How do you beat something like alcoholism—or do you?

You are never cured. What you have is a daily reprieve based on doing the work involved in the program. The truth is that after a few months the craving to drink leaves you and then it's just a matter of making sure that whatever the underlying causes were, are something that you address all the time. It's keeping up a regimen that is designed to give you the best shot to put it behind you.

One of the things that you have instilled in your clients is that it is not enough just to get the big contract. What else do you ask of the athletes that you represent?

We ask each one of them to go back and retrace their roots to the high school community where they could set up a scholarship fund, work at the church or at a Boys and Girls Club. Then go to the collegiate level, where people like Troy Aikman, Eric Karros, and Steve Young endowed full scholarships at their universities. At the pro level, we had them put foundations together that gave them the chance to tackle some fundamental problem that they were passionate about.
___
What this exercise asks:
[1] Return the stretch of the interview excerpt from "You are never" through "that you represent?".
[2] In the interview excerpt, which three people endowed full scholarships at their universities?
The lines after this point are separate material, distinct from the interview excerpt.

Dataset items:
___
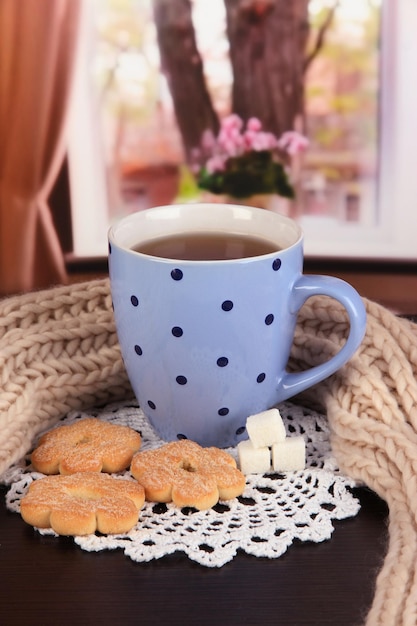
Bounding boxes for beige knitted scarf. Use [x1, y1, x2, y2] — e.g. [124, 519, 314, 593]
[0, 279, 417, 626]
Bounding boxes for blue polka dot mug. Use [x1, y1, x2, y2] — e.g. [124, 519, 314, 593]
[109, 204, 366, 447]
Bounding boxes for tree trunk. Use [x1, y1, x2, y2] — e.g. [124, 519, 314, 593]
[224, 0, 309, 135]
[153, 0, 219, 161]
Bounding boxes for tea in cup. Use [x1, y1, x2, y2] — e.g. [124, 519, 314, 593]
[109, 203, 366, 447]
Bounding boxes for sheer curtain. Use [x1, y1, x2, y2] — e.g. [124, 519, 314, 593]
[0, 0, 82, 296]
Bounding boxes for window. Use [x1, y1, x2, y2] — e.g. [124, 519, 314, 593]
[69, 0, 417, 259]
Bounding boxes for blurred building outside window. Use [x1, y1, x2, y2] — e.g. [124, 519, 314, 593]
[69, 0, 417, 258]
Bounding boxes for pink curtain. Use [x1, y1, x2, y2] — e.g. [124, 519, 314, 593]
[0, 0, 82, 296]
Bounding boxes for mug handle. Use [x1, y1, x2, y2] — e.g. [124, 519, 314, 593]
[280, 275, 366, 400]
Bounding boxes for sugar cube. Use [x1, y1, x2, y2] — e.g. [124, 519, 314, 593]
[272, 436, 306, 472]
[246, 409, 286, 448]
[237, 439, 271, 474]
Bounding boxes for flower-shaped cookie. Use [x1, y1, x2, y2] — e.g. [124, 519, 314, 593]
[130, 439, 245, 510]
[31, 417, 141, 474]
[20, 472, 145, 535]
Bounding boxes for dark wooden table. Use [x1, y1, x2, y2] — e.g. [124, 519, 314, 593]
[0, 487, 387, 626]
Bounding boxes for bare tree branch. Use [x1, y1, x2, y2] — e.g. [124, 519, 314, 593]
[303, 0, 339, 74]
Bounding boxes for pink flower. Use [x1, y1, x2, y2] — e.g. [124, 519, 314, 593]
[246, 117, 262, 133]
[277, 130, 309, 156]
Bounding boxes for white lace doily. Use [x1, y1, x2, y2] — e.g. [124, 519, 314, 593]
[0, 401, 360, 567]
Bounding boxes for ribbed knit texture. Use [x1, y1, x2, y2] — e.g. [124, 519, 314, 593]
[0, 279, 417, 626]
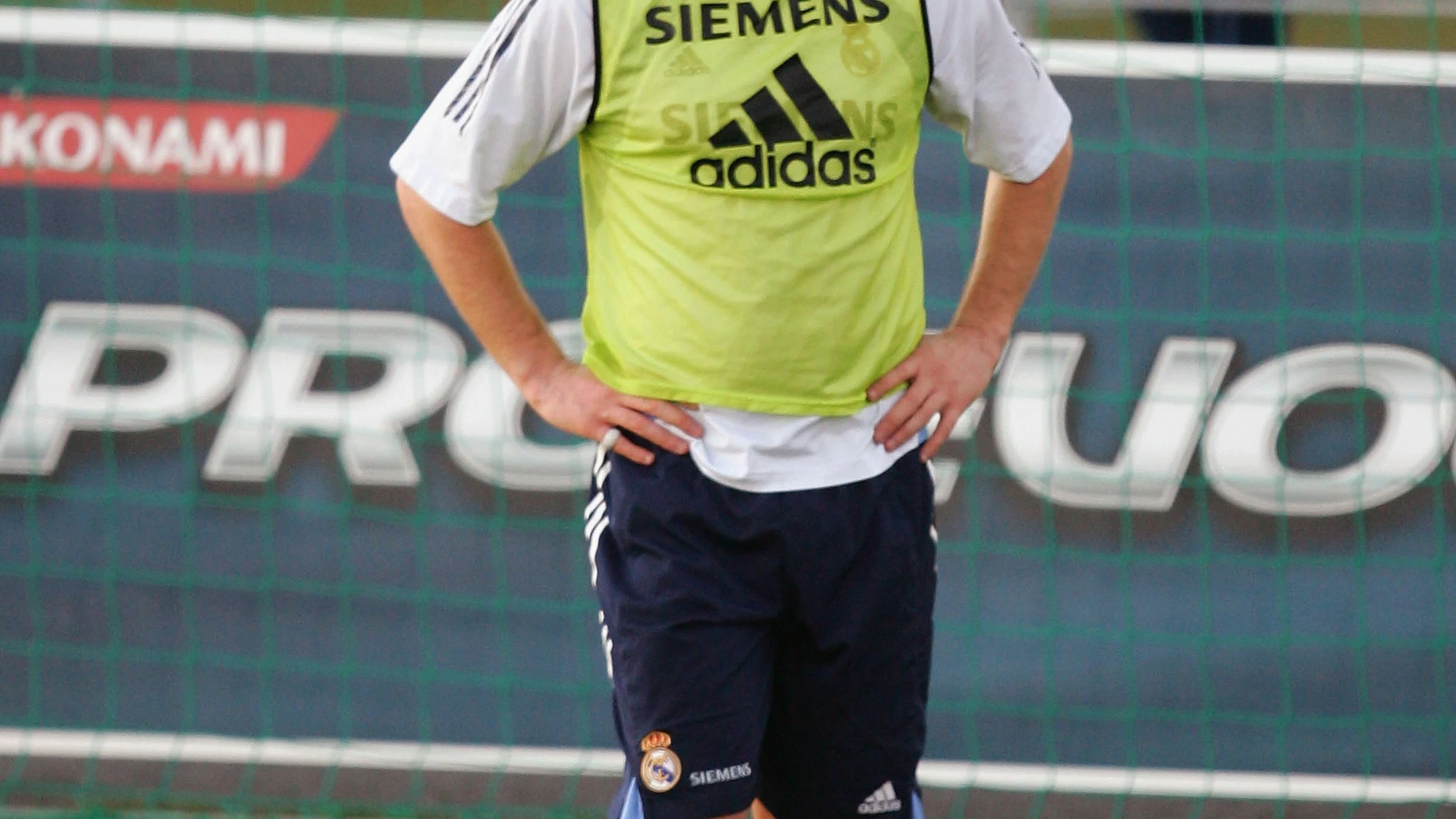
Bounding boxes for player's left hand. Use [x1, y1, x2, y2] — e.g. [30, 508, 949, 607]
[868, 327, 1006, 461]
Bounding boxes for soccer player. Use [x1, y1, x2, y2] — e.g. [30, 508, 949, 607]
[390, 0, 1072, 819]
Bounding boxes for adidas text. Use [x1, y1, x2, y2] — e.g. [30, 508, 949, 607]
[689, 143, 875, 190]
[687, 762, 753, 787]
[859, 782, 903, 816]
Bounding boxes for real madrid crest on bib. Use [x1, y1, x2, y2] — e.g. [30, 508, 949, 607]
[642, 730, 683, 793]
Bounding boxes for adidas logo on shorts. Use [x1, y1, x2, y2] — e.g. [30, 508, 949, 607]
[859, 782, 902, 816]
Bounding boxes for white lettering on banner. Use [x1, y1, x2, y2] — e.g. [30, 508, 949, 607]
[0, 113, 45, 167]
[1203, 343, 1456, 517]
[187, 116, 264, 176]
[41, 113, 101, 173]
[96, 116, 151, 173]
[0, 110, 289, 177]
[9, 301, 1456, 517]
[203, 310, 464, 486]
[264, 120, 289, 177]
[996, 333, 1235, 512]
[0, 301, 248, 474]
[147, 116, 195, 173]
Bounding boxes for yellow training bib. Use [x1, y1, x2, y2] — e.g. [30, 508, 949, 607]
[579, 0, 930, 415]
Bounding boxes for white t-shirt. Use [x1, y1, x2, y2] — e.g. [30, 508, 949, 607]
[389, 0, 1072, 492]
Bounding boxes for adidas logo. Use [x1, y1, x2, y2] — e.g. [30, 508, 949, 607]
[687, 54, 875, 189]
[859, 782, 902, 816]
[662, 46, 711, 77]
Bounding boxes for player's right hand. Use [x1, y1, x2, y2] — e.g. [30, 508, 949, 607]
[522, 361, 703, 465]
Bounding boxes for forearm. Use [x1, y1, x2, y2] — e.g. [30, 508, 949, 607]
[395, 181, 567, 403]
[951, 135, 1072, 349]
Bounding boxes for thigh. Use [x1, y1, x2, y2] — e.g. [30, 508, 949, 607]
[761, 452, 934, 819]
[587, 452, 778, 819]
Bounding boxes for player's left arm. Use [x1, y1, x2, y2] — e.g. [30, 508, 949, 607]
[869, 135, 1072, 460]
[868, 0, 1072, 460]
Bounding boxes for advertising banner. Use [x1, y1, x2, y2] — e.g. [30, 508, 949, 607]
[0, 30, 1456, 777]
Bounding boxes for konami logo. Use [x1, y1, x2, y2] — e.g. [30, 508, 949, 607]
[0, 96, 339, 190]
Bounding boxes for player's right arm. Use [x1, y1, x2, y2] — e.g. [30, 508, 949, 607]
[395, 181, 702, 464]
[390, 0, 702, 464]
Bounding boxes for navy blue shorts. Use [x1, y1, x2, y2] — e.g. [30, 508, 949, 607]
[587, 441, 934, 819]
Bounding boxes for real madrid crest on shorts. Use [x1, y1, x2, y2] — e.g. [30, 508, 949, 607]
[642, 730, 683, 793]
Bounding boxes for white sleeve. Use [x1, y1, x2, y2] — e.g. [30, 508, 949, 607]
[925, 0, 1072, 182]
[389, 0, 597, 226]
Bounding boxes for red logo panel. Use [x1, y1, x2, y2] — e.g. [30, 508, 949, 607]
[0, 96, 339, 192]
___
Responses per task:
[1]
You are never cured. What you have is a daily reprieve based on doing the work involved in the program. The truth is that after a few months the craving to drink leaves you and then it's just a matter of making sure that whatever the underlying causes were, are something that you address all the time. It's keeping up a regimen that is designed to give you the best shot to put it behind you.

One of the things that you have instilled in your clients is that it is not enough just to get the big contract. What else do you ask of the athletes that you represent?

[2] Troy Aikman, Eric Karros, and Steve Young.